* _What to do_
The answer must consist of every line below containing "query".

* _Input data_
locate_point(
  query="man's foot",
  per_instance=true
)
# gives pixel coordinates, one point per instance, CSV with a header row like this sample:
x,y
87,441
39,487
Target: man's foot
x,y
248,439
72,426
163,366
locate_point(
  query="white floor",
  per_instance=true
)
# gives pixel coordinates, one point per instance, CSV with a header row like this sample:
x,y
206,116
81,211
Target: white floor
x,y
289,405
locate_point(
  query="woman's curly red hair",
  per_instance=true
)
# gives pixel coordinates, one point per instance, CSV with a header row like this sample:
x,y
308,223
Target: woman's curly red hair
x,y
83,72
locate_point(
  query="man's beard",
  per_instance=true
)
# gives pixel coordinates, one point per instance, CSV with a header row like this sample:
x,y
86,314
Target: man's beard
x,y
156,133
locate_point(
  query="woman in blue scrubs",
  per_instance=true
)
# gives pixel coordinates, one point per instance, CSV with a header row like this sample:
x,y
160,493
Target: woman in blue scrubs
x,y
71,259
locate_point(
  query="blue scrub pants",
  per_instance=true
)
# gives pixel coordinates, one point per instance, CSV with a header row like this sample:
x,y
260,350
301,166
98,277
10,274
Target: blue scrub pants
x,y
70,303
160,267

* _Result for this task_
  query="man's foot",
  query="white floor",
  query="woman's curly red hair",
  query="man's beard",
  query="woman in blue scrubs",
  query="blue scrub pants",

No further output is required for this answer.